Libby Hill Ribbon Cutting

Friends and supporters of Libby Hill Forest Trails gathered at the trailhead next to the Gray-New Gloucester Middle School on August 1, 2010 to enjoy ice cream sundaes and celebrate the successful conclusion to the Save Libby Hill Campaign. The mood was decidedly upbeat, aided by perfect weather, delicious sundaes, and the knowledge that the lovely trails on Libby Hill are now permanently protected from development. The ice cream was donated by the B & R Dairy Bar and the fixings and bowls by Hannaford Supermarkets.

Anne Gass, GCE President, thanked all the people whose hard work made the purchase possible. “We raised $160,000 during the worst recession the country has seen since the great Depression”, she noted. “That’s a big accomplishment, especially for a relatively young nonprofit with no history of this sort of fundraising effort. Our success demonstrates what we can accomplish when we share a common vision and work together to achieve it.”

[Records from a data source]
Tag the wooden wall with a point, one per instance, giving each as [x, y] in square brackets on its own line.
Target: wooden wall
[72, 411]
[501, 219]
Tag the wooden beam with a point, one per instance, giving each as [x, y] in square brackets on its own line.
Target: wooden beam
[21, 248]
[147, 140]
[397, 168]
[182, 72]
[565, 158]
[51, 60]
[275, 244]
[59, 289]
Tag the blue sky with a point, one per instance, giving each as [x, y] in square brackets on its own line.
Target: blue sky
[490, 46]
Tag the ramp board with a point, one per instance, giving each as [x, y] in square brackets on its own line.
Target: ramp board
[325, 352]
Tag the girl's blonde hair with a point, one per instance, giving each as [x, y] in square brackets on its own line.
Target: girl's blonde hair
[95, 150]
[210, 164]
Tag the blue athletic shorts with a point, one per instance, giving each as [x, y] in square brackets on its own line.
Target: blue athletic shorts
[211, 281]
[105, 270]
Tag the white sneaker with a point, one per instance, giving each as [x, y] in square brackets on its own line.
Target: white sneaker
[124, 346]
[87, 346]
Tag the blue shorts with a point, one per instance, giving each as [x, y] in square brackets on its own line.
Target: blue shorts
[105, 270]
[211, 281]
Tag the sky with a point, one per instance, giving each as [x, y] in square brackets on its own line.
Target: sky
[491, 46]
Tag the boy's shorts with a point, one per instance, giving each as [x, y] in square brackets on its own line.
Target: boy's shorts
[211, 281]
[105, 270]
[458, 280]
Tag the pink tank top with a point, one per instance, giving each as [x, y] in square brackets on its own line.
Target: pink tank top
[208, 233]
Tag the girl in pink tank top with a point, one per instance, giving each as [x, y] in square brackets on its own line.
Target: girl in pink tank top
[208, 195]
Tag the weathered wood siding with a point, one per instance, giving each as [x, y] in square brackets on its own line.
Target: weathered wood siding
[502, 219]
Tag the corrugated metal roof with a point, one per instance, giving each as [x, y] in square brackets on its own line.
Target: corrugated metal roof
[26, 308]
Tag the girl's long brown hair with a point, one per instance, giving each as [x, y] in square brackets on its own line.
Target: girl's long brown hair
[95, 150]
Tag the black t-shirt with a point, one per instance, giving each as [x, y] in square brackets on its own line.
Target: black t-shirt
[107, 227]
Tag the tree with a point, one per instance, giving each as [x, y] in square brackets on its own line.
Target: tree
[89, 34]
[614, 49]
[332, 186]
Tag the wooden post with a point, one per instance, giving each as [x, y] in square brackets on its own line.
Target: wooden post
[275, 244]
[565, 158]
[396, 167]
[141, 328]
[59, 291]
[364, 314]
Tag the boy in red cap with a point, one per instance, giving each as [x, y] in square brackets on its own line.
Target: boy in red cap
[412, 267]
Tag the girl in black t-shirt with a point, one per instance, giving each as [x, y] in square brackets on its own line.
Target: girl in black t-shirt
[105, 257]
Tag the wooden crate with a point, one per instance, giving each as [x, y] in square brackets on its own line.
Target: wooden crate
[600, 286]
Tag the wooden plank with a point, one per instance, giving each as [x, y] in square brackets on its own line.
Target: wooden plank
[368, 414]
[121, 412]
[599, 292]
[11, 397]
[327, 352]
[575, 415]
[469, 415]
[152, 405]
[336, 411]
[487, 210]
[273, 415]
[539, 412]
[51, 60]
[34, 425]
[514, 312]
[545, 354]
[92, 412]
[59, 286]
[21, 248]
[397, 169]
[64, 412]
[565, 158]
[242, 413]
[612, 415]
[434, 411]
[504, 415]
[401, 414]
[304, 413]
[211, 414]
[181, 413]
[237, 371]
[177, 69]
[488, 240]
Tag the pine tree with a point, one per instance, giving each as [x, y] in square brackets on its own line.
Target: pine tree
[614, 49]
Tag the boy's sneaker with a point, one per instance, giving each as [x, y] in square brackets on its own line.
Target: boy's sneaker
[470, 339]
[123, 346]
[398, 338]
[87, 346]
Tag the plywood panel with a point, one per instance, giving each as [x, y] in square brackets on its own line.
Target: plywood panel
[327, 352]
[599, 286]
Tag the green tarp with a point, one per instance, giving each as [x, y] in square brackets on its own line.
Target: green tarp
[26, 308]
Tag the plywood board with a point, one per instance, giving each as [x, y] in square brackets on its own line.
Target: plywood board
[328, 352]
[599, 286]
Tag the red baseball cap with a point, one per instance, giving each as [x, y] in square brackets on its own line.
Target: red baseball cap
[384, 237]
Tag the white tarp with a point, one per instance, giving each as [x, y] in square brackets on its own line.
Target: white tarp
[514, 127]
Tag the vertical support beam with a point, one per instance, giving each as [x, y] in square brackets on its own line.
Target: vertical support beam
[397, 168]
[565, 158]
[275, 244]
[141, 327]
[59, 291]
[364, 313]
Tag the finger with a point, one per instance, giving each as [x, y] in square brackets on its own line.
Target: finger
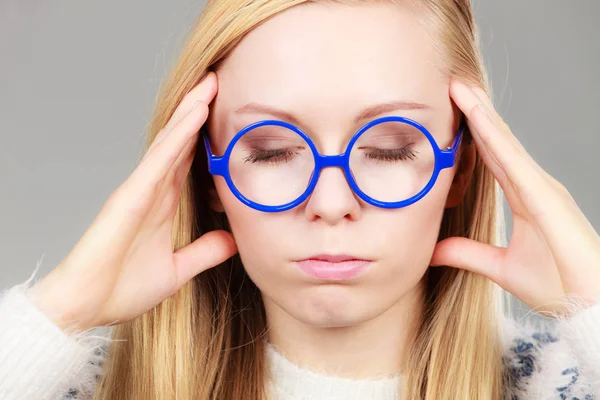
[520, 169]
[154, 169]
[471, 255]
[208, 251]
[203, 92]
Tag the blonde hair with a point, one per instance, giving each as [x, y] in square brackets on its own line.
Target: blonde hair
[204, 341]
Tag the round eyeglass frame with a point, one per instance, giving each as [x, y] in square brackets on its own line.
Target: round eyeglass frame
[219, 165]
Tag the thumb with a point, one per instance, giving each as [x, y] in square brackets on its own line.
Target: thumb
[459, 252]
[208, 251]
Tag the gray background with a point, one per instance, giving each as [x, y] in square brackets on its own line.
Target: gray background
[78, 81]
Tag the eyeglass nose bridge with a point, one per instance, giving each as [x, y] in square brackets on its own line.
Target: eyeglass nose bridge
[334, 160]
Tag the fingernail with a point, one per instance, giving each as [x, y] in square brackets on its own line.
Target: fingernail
[195, 104]
[483, 111]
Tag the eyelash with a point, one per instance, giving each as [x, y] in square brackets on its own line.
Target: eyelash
[270, 156]
[402, 154]
[380, 155]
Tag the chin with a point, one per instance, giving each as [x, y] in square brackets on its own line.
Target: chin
[332, 306]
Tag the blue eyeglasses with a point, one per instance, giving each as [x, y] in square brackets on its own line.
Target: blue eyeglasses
[391, 162]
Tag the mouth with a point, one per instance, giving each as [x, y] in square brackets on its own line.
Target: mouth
[334, 267]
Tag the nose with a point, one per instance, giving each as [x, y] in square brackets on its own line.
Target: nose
[332, 199]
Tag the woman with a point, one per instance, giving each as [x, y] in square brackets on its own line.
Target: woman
[318, 208]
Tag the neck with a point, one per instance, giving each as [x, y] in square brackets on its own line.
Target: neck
[372, 348]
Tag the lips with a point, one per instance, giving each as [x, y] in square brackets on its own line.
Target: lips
[334, 267]
[335, 258]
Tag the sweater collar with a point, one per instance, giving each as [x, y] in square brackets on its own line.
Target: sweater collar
[291, 381]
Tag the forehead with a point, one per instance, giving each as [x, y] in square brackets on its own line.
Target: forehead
[327, 61]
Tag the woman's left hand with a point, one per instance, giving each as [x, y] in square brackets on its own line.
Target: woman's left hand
[554, 253]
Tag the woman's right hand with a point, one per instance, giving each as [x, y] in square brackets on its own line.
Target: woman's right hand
[124, 264]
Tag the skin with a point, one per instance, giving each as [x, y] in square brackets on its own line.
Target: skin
[324, 64]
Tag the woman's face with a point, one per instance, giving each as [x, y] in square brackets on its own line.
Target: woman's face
[325, 64]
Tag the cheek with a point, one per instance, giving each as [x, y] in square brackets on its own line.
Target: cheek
[253, 230]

# LIST OF TASKS
a) Could you copy word for word the part of the Libby Hill text that opens with the words containing "Libby Hill Ribbon" and closes with "by Hannaford Supermarkets."?
b) According to the Libby Hill text, why was the mood at the gathering upbeat? Answer in one to three sentences.
These records are separate material, unrelated to the Libby Hill text.

# THE REPLIES
a)
Libby Hill Ribbon Cutting

Friends and supporters of Libby Hill Forest Trails gathered at the trailhead next to the Gray-New Gloucester Middle School on August 1, 2010 to enjoy ice cream sundaes and celebrate the successful conclusion to the Save Libby Hill Campaign. The mood was decidedly upbeat, aided by perfect weather, delicious sundaes, and the knowledge that the lovely trails on Libby Hill are now permanently protected from development. The ice cream was donated by the B & R Dairy Bar and the fixings and bowls by Hannaford Supermarkets.

b) The mood was upbeat because of the perfect weather and the delicious sundaes. It was also helped by the knowledge that the trails on Libby Hill are now permanently protected from development.